- [WORK TO COMPLETE]
Give an exact copy of the line that has "In this picture, where can the player in" and of every line below it, through the last, with nothing else.

[EXTRACTED RECORDS]

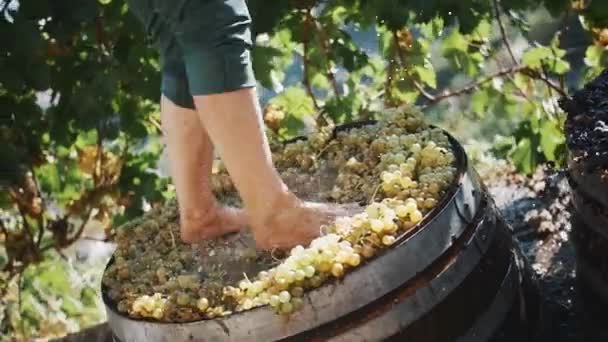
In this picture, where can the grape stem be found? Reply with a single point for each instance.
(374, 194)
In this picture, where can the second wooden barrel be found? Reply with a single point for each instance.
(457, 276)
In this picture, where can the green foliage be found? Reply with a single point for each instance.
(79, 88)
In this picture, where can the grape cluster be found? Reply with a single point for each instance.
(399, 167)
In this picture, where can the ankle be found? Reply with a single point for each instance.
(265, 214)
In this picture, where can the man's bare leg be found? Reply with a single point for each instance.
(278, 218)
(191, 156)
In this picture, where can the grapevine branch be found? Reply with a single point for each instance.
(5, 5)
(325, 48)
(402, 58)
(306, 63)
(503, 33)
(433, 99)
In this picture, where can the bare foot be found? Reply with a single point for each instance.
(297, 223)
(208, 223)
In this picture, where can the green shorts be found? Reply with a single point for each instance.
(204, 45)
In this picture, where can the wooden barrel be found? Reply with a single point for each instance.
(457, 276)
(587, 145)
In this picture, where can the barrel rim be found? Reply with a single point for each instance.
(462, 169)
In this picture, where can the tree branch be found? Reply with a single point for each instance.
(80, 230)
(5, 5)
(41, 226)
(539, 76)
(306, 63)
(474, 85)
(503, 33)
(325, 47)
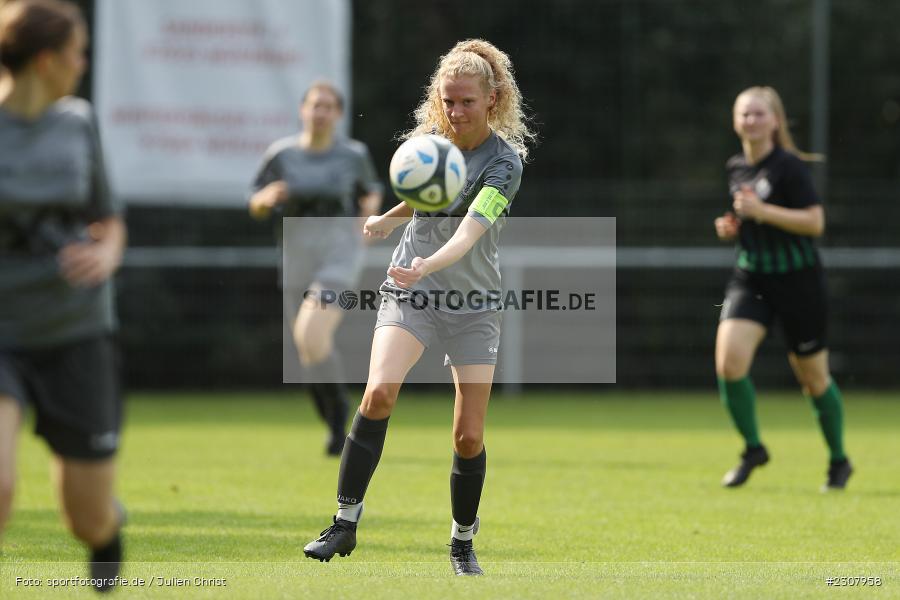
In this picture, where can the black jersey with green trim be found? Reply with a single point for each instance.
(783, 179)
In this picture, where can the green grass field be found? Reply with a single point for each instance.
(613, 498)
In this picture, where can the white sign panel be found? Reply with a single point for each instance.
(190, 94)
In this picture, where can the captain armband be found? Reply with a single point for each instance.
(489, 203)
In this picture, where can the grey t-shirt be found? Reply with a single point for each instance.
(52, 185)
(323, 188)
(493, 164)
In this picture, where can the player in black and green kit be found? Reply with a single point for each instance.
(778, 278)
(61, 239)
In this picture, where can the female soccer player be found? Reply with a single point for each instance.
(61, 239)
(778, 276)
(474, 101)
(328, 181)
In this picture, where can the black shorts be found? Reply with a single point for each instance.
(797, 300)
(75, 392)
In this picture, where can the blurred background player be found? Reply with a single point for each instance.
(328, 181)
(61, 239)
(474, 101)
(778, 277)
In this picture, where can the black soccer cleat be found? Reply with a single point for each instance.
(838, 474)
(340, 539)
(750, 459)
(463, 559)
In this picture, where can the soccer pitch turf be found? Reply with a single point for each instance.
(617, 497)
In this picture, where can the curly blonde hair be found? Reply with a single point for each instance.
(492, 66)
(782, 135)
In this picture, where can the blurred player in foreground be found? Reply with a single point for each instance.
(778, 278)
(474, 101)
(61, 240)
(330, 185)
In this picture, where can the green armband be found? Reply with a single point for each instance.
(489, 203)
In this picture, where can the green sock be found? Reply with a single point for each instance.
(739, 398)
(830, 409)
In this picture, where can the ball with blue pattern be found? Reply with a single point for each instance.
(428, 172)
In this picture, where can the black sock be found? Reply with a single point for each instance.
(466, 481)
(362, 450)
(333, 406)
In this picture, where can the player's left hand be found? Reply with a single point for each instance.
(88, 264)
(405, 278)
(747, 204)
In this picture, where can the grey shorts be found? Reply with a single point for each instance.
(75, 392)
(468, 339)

[/EXTRACTED RECORDS]

- [WRITTEN REPLY]
In this picture, where can the player in black and green kit be found? Reply with a single point for each instance.
(778, 278)
(61, 239)
In this picture, where can the female soccer player be found? Reply with a single point for each instance.
(61, 239)
(778, 276)
(474, 101)
(328, 181)
In this picture, where can the black shorts be found? Reply with a single point for each instance.
(797, 300)
(75, 392)
In this picture, where can the blurred background player be found? Reply with a single point for each instance.
(328, 181)
(61, 239)
(474, 101)
(778, 277)
In this picture, where can the black soccer cleat be found? Reply with a single point for each instance.
(838, 474)
(340, 539)
(750, 459)
(463, 559)
In this picture, where can the soccer pitch turf be found? Reply with a single point for each instance.
(617, 497)
In this picture, where can the curly blonde hair be found? Reply with a single point for each instance.
(492, 66)
(782, 135)
In this picture, where can the blurred player in foreground be found? Reply with a single point for each instance.
(778, 278)
(474, 101)
(61, 240)
(330, 185)
In this picture, where can the green armband be found? Reply with a single point for each instance.
(489, 203)
In this picture, where can the green sock be found? Reply with a single point for each instance.
(739, 398)
(830, 409)
In this picture, where can the ball with blue pattern be found? Reply with a single point for each instance.
(428, 172)
In this picture, where can the black sock be found? Reply with a single point for each instance.
(466, 481)
(362, 450)
(333, 406)
In this picture, where can the player's left hand be found? Reply with a single point for each instance.
(88, 264)
(405, 278)
(747, 204)
In this picture, where can the grey shorts be found? Reply with a single point for each instance.
(75, 392)
(468, 339)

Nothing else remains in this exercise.